** TASK OBJECTIVE **
According to the dataset abstract on snail competition, how did fecundity change as density increased?

** GIVEN PASSAGE **

Dinges, Zoe; Lively, Curt (2022). Asymmetric density-dependent competition does not contribute to the maintenance of sex in a mixed population of sexual and asexual Potamopyrgus antipodarum [Dataset]. Dryad. https://doi.org/10.5061/dryad.5tb2rbp69

Abstract

Asexual reproduction is expected to have a two-fold reproductive advantage over sexual reproduction, owing to the cost of producing males in sexual subpopulations.  The persistence of sexual females thus requires an advantage to sexual reproduction, at least periodically.   Here we tested the hypothesis that asexual females are more sensitive to limited resources.  Under this idea, fluctuations in the availability of resources (per capita) could periodically favor sexual females when resources become limited.  We combined sexual and asexual freshwater snails (Potamopyrgus antipodarum) together in nylon mesh enclosures at three different densities in an outdoor mesocosm.  After one month, we counted the brood size of fertile female snails.  We found that fecundity declined significantly with increasing density.  However, sexual females did not produce more offspring than asexual females at any of the experimental densities.  Our results thus suggest that the cost of sexual reproduction in P. antipodarum is not ameliorated by periods of intense resource competition.

** DATA TO EXAMINE **

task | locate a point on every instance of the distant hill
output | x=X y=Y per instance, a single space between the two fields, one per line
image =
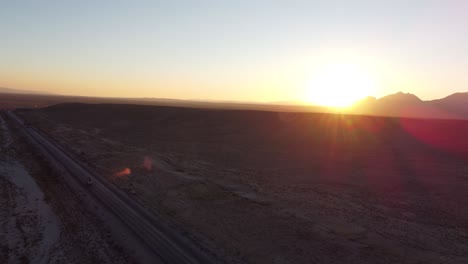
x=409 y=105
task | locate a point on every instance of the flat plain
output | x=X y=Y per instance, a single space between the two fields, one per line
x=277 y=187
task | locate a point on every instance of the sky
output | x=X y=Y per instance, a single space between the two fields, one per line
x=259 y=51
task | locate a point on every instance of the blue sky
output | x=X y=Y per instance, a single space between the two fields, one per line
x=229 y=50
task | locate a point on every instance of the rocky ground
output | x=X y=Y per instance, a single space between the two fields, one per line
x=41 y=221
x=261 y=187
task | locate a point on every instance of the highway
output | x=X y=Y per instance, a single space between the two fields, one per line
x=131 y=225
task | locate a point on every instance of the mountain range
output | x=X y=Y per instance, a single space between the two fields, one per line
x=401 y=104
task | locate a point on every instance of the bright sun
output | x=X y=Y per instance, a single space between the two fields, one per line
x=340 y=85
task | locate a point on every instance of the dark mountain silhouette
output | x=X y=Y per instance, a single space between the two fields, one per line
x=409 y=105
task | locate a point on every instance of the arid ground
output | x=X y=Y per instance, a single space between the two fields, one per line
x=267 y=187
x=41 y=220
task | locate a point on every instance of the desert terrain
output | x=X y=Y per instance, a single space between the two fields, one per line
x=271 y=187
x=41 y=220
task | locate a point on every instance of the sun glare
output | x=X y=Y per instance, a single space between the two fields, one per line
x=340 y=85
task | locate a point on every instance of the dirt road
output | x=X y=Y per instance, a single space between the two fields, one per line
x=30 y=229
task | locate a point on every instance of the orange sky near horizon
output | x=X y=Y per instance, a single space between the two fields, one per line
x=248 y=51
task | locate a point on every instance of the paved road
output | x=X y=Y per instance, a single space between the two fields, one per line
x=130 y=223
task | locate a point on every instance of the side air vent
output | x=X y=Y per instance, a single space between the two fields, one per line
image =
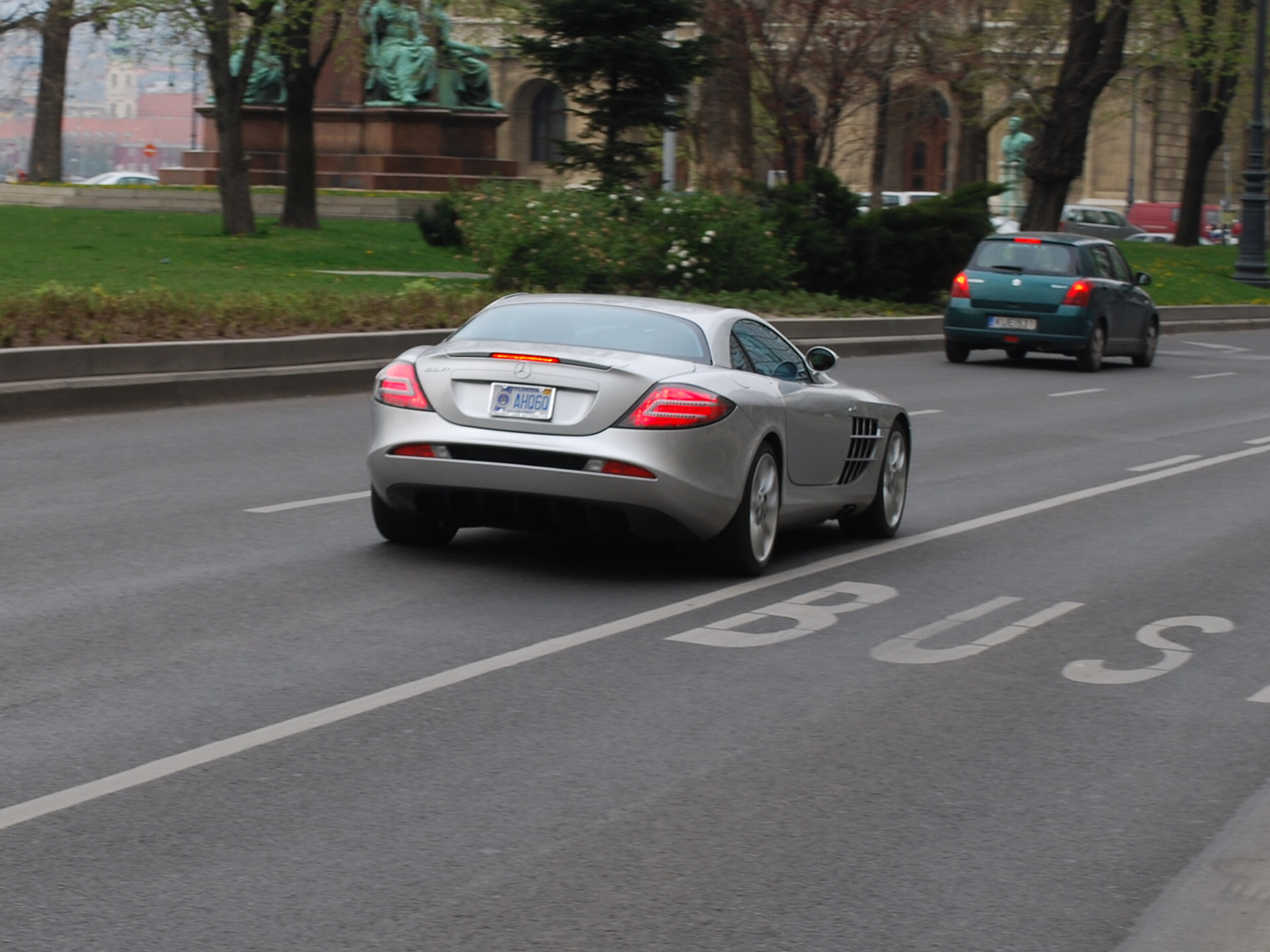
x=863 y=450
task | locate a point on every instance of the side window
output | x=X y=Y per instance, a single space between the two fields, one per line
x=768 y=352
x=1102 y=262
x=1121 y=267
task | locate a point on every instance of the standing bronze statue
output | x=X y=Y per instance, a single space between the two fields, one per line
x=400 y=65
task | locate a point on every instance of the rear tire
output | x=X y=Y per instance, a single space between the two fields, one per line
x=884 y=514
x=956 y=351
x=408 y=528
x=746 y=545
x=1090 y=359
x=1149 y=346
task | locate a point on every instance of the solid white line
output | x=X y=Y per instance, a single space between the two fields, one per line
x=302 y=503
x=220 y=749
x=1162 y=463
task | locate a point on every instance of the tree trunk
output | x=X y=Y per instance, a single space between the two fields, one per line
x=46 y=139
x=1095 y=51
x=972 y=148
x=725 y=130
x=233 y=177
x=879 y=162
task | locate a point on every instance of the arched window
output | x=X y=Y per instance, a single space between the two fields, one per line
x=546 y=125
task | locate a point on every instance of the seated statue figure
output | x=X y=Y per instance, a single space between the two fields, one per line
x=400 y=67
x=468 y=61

** FINISHED TASK **
Fecundity declined significantly with increasing density.